* Problem to work on: Return the data that follows, keeping every word and mark unchanged.

Entries taken from a collection:
● ● ●

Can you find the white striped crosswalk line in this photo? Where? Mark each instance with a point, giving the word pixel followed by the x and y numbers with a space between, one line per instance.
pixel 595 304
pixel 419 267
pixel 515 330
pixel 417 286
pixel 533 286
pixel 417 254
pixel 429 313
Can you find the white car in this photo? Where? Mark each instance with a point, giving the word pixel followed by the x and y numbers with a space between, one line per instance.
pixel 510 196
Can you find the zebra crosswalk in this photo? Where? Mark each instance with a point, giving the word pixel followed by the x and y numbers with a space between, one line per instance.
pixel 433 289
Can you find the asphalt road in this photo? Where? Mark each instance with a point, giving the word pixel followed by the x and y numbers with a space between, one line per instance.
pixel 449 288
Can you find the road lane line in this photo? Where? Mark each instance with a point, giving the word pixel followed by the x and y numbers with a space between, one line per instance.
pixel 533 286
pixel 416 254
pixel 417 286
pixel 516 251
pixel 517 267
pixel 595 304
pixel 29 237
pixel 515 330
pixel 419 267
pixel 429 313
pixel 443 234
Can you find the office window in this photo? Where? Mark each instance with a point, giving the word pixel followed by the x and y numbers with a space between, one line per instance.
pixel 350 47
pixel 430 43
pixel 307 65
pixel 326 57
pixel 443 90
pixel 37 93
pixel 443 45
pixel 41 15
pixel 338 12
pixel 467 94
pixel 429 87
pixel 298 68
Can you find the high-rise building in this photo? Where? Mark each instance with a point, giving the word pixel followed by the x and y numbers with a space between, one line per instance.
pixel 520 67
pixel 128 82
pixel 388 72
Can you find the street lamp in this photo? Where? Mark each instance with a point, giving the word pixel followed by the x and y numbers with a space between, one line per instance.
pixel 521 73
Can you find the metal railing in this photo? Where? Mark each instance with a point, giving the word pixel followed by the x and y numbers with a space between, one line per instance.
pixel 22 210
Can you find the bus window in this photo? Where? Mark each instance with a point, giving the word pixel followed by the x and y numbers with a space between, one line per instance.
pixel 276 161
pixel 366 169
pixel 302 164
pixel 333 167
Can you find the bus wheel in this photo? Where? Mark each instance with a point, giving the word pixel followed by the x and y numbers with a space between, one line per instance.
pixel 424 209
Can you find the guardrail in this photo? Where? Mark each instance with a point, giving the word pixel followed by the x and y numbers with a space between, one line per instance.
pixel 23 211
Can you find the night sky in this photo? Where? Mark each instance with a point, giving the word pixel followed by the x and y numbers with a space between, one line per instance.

● ● ●

* Output for this task:
Can you find the white striped crosswalk line in this photo? Where? Mark each instance with a point, giving the word pixel followed by the x and y numbers with a space between, one line per instance.
pixel 595 304
pixel 419 267
pixel 515 330
pixel 417 286
pixel 533 286
pixel 417 254
pixel 429 313
Can you find the white car in this photo? Where? Mark each instance with a point, giving the word pixel followed by the x and y numbers with a space between, one line per instance.
pixel 510 196
Can you find the zebra crosswalk in this photo? Where? Mark each instance with a point, giving the word pixel followed by the x and y numbers with a space between, one line per instance.
pixel 433 289
Can you find the asphalt road in this photo? Where? Mark each instance with a point, giving the word pixel followed by the x and y numbers with a space between, one line per instance.
pixel 449 288
Can you find the road lane line in this photo? Where? Mark each instance with a point, giving the word pixel followed by the x and y numbers with a space between, one line per instance.
pixel 533 286
pixel 416 254
pixel 417 286
pixel 516 251
pixel 517 267
pixel 595 304
pixel 29 237
pixel 515 330
pixel 419 267
pixel 429 313
pixel 443 234
Can you find the office window in this photo? Where? Mark each instance with a point, giving the word pixel followed by the x and y numbers with a space between, one line per instance.
pixel 350 47
pixel 430 43
pixel 307 65
pixel 326 57
pixel 443 90
pixel 37 93
pixel 443 45
pixel 41 15
pixel 338 12
pixel 467 94
pixel 429 87
pixel 298 68
Can you find the high-rise building in this photo? Where? Mark each instance with a point, giving the word pixel followed by the x and y numbers with a space between, one line per instance.
pixel 520 67
pixel 128 82
pixel 388 72
Can you find the street lamp in this photo? Where? Mark each instance with a point, giving the word pixel followed by the x and y numbers with a space between, one line per instance.
pixel 521 73
Can you find the metal railing in this photo? Where? Mark each instance with a point, giving the word pixel followed by the x and y numbers with a space between, one line per instance.
pixel 22 210
Can you find the bus window in this photo? Where? Mark each instance with a point, giving the word pixel followed by the x and y numbers with a space between, one line per instance.
pixel 276 161
pixel 366 169
pixel 302 164
pixel 333 167
Can you find the bus wheel in this photo? Where? Mark each instance with a point, giving the word pixel followed by the x and y numbers with a space between, one line per instance.
pixel 424 209
Can you find the guardrail in this photo? Where? Mark each instance with a point, giving the word pixel followed by the x and y numbers with a space between, one line per instance.
pixel 23 211
Can you find the night sky in this photo? Where? Mark each instance with a point, giving the word pixel followed by the x and y numbers with a space between, one line per instance.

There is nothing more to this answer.